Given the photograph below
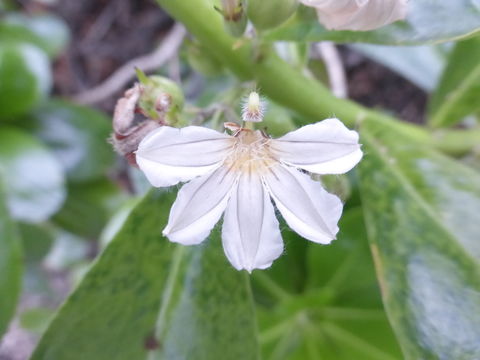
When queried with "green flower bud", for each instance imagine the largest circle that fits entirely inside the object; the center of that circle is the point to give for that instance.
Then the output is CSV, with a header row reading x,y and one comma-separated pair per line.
x,y
234,16
267,14
160,98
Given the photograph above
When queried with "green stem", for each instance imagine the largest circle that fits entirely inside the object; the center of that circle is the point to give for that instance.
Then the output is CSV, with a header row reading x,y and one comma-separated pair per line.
x,y
456,142
281,82
271,286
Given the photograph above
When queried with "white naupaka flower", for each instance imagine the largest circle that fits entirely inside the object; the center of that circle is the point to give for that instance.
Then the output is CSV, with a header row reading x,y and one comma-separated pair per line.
x,y
359,15
238,174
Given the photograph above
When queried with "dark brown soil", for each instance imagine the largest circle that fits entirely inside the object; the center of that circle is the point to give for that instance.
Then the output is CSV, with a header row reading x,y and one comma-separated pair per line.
x,y
108,33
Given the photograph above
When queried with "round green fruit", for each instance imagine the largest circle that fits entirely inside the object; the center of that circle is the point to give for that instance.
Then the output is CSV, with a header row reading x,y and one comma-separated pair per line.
x,y
25,78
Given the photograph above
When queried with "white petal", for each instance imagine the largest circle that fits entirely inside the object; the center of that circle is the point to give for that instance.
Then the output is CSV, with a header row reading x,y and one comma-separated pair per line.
x,y
169,155
305,205
198,207
359,15
250,235
326,147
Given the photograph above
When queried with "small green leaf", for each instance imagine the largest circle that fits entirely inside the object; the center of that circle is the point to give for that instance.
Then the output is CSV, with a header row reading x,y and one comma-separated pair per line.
x,y
422,215
427,22
78,136
10,264
33,177
339,315
148,298
457,93
26,78
47,31
88,207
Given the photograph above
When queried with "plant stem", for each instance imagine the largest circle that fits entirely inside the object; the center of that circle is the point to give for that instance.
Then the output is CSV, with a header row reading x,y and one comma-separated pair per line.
x,y
281,82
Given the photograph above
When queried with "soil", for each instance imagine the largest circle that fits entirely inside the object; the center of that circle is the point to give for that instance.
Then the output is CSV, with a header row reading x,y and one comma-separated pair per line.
x,y
108,33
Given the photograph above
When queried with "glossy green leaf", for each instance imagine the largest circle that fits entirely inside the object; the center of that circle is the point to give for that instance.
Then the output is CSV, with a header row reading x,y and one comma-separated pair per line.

=====

What the task requires ▸ For this exercise, transcribe the data exactly but without its pictures.

Answer ▸
Given the photograph below
When queried with "green flower bud", for each instance imagine the largest circle that fits entirely inside the object; the center of that circle is the point to give for that instance.
Then the output is CSV, with a header row reading x,y and one comma-separated pair per line.
x,y
234,16
267,14
160,98
Given the photograph above
When queried with "green stem", for each instance imagine the largest circle that fits entirely inside the object; the center of that circle is the point to give for that instance.
Then the output is CSV, with a header row reading x,y and one comma-separated pair per line.
x,y
456,142
281,82
271,286
Given the photograph above
When queried with "white naupaka flower", for each instance imagine the largest circle that fits entirely inside the object; the center of that circle is the point to give for that instance.
Then the output is CSV, with a header row reading x,y and one comma-separated pair per line.
x,y
359,15
238,174
Given the photograph above
When queried with "dark brown soil", for each instance imagine the largest circle that fits entirely inside the object; the center of that circle is the point to give for that instance.
Then the output is CSV, with a header row reading x,y and one comma-separated pair per line.
x,y
108,33
Given the photograph above
When queried with "round green fruit", for each instance imagine the largest circle that fits entirely inside the object; the center of that circle is the point to give for that instance.
Then the output is CSV, with a header row reading x,y and one comma-separated pair per line.
x,y
25,78
Given the photograph above
When queried with "white petal", for each instance imagine the largest circle that fits entirely inside the object; the center of that circle is the point to give for that instance.
Then the output is CSV, with a header row reading x,y and one comma-separated pair per line.
x,y
169,155
305,205
198,207
359,15
250,235
326,147
Given the photograph above
When queried with "small green leaf", for each instance imagine the largest circle that fits entirely inside the object; the center of that circle is the point to give for that instance.
Then the output is CSV, with a header row reading x,y and one comma-separated pair per line.
x,y
422,215
427,22
78,136
10,264
33,177
339,315
148,298
457,93
26,78
47,31
88,207
Given the photograph above
When queried with "plant stem", for each instance imagine the largest circle that fits entirely inside the object; the center of that circle is the point to give for that instance.
Then the output is CSV, with a header row reading x,y and one comma-separated pair per line.
x,y
281,82
Given the photograph above
When queried with "soil", for each instance imagine the largest circle that fits entirely inside the object; the center of that circle is the point to give for that instance.
Then the output is CSV, with a header row reading x,y and one comma-separated pair per line.
x,y
108,33
Given the photograph above
When queried with "glossy green leaf", for each instance imagine the largest circle that fits entirely inside the object; the center of that circle is the point to give for that instance.
Then the output is CSV, with a header row reading x,y and one comma-separated pair per line.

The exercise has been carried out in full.